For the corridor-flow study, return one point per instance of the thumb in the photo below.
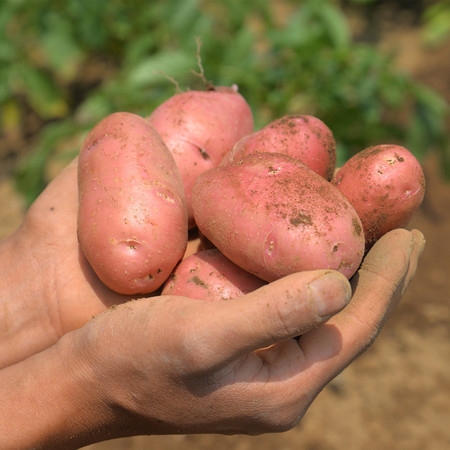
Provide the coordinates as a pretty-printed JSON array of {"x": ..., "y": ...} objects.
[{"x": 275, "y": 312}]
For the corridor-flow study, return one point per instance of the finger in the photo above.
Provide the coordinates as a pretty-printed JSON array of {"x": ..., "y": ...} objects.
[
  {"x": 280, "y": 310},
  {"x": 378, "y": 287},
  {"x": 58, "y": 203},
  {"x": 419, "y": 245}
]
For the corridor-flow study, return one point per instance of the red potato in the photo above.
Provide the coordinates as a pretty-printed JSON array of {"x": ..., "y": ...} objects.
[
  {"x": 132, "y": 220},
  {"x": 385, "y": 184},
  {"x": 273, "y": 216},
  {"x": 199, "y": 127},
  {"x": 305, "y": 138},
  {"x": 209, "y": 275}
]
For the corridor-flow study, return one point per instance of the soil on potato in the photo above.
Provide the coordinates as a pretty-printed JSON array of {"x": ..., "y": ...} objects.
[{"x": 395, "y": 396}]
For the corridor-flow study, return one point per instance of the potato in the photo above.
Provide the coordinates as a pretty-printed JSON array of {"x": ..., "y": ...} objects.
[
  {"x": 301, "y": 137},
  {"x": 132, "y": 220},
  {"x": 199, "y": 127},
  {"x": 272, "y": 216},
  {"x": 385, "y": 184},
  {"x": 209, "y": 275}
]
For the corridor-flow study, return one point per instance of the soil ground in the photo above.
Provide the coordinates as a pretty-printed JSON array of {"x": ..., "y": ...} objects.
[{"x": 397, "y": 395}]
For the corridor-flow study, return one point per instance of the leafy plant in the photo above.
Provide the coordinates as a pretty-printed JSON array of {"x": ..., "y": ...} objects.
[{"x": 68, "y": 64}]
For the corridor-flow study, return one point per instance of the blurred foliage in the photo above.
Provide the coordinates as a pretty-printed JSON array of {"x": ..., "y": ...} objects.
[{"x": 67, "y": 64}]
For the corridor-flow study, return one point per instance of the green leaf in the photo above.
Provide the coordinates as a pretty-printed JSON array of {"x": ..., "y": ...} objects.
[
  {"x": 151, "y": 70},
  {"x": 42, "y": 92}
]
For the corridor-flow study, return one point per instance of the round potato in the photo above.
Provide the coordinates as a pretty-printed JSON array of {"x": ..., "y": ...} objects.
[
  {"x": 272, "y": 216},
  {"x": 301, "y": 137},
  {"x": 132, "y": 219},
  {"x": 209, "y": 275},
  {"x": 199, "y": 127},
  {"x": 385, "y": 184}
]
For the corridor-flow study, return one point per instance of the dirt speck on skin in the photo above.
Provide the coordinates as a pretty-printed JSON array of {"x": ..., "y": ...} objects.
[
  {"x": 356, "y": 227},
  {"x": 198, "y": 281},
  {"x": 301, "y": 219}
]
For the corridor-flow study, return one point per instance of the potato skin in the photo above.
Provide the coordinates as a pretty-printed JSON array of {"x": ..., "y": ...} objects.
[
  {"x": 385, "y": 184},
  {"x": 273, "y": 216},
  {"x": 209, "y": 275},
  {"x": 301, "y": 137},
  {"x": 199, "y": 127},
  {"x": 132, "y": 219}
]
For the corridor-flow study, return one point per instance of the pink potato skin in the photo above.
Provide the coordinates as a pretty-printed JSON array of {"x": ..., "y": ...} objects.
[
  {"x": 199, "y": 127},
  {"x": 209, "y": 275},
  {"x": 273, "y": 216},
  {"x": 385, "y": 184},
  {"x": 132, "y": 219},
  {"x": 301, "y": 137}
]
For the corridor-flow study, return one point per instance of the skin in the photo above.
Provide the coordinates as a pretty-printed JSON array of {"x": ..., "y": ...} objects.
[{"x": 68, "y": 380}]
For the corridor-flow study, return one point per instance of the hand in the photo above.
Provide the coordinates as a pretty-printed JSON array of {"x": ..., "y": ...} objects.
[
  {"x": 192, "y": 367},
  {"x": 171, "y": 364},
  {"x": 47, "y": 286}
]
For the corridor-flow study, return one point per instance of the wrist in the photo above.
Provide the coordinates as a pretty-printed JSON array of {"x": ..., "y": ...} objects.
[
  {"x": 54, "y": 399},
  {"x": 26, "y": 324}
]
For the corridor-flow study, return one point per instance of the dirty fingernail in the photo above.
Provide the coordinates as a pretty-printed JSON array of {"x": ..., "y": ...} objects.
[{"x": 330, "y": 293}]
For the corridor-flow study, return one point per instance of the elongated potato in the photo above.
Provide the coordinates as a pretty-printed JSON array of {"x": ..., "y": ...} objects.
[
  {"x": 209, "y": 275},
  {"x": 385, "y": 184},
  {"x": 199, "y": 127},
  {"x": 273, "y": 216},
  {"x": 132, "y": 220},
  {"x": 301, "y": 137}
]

* **EXERCISE INSTRUCTIONS**:
Leave images out of the retyped records; keep all else exact.

* **ANSWER FOR THIS EXERCISE**:
For the corridor-flow study, return one point per instance of the thumb in the photo below.
Provide the coordinates as a pretty-printed JSON array of {"x": ..., "y": ...} objects.
[{"x": 275, "y": 312}]
For the corridor-flow study, return one point per instance of the finger in the photo above.
Provide the coordinates as a pretty-printed JSON array of {"x": ..., "y": ...} objects.
[
  {"x": 280, "y": 310},
  {"x": 378, "y": 287},
  {"x": 58, "y": 203},
  {"x": 419, "y": 245}
]
For the corridor-flow study, return one point per instance of the red potato in the photo above.
Provide the coordinates as a pretty-printed JSON array of {"x": ..., "y": ...} objects.
[
  {"x": 132, "y": 220},
  {"x": 385, "y": 184},
  {"x": 273, "y": 216},
  {"x": 199, "y": 127},
  {"x": 305, "y": 138},
  {"x": 209, "y": 275}
]
For the corridor-flow study, return one point per instance of the soil on potato in the photo above.
Provide the coordinates as a pretty-printed JSON array of {"x": ..., "y": ...} objects.
[{"x": 395, "y": 396}]
For the corridor-flow study, return one point per instance of the potato in the photo above.
Provide the coordinates as a pretty-printed JSON array of {"x": ..., "y": ...} objects.
[
  {"x": 301, "y": 137},
  {"x": 132, "y": 220},
  {"x": 199, "y": 127},
  {"x": 272, "y": 216},
  {"x": 385, "y": 184},
  {"x": 209, "y": 275}
]
For the corridor-flow study, return one point per instance of the soil ground in the photo above.
Provide the coordinates as a pretty-printed JSON array of {"x": ..., "y": ...} objects.
[{"x": 397, "y": 395}]
For the corridor-flow study, return one point per instance of the leafy plant in the photo above.
Provide the coordinates as a pretty-printed JSON array of {"x": ..., "y": ...} objects.
[{"x": 68, "y": 64}]
For the corridor-flow study, return one point per instance of the blurred foliage in the photo above.
Provide the coordinates as a pretty-printed JSON array of {"x": ..., "y": ...} objects.
[{"x": 67, "y": 64}]
For the corridor-flow study, return one point per instance of the green leaf in the photo above.
Provide the coordinates as a pretty-printed JSON array of {"x": ..., "y": ...} objects.
[
  {"x": 151, "y": 70},
  {"x": 42, "y": 92}
]
For the corridor-flow study, return one point per instance of the round potato in the photo above.
Provide the coordinates as a pretty-printed JSON array of {"x": ..., "y": ...} objects.
[
  {"x": 272, "y": 216},
  {"x": 301, "y": 137},
  {"x": 132, "y": 219},
  {"x": 209, "y": 275},
  {"x": 199, "y": 127},
  {"x": 385, "y": 184}
]
For the corridor-flow study, return one point per instance of the dirt speck on skin in the photo above.
Provide the coordinates as a pretty-printed JSON array of {"x": ..., "y": ...} objects.
[
  {"x": 356, "y": 227},
  {"x": 198, "y": 281},
  {"x": 301, "y": 219}
]
For the corridor-flow study, return one point per instance of the potato skin in the photo above.
Provide the coordinates as a pretty-printed JSON array of {"x": ..., "y": ...} objects.
[
  {"x": 385, "y": 184},
  {"x": 273, "y": 216},
  {"x": 209, "y": 275},
  {"x": 301, "y": 137},
  {"x": 199, "y": 127},
  {"x": 132, "y": 219}
]
For the corridor-flow study, return one point per instance of the pink potato skin in the photo above.
Provide the coordinates as a pretty-printed JSON array of {"x": ..., "y": ...} objects.
[
  {"x": 199, "y": 127},
  {"x": 209, "y": 275},
  {"x": 273, "y": 216},
  {"x": 385, "y": 184},
  {"x": 132, "y": 219},
  {"x": 301, "y": 137}
]
For the corridor-flow study, return one point per instance of the skin in the photo above.
Provide the coordinates as a pretty-printed JSON array of {"x": ..., "y": ...} objects.
[{"x": 68, "y": 380}]
For the corridor-flow study, return one point per instance of the hand in the photo above.
Provide the coordinates as a pretty-printed JSON array of {"x": ..., "y": ...} objects.
[
  {"x": 192, "y": 367},
  {"x": 171, "y": 364},
  {"x": 47, "y": 286}
]
For the corridor-flow study, return one point per instance of the wrist in the photo above.
Provide the coordinates as a pretty-printed JSON array of {"x": ..., "y": ...} objects.
[
  {"x": 54, "y": 399},
  {"x": 26, "y": 324}
]
For the corridor-flow study, return one point per instance of the dirty fingernail in the photo above.
Provide the coordinates as a pretty-printed JSON array of {"x": ..., "y": ...} objects.
[{"x": 330, "y": 293}]
For the corridor-flow study, return one point per instance of the elongated potato in the photo above.
Provide the coordinates as a pretty-printed JSON array of {"x": ..., "y": ...} objects.
[
  {"x": 209, "y": 275},
  {"x": 385, "y": 184},
  {"x": 199, "y": 127},
  {"x": 273, "y": 216},
  {"x": 132, "y": 220},
  {"x": 301, "y": 137}
]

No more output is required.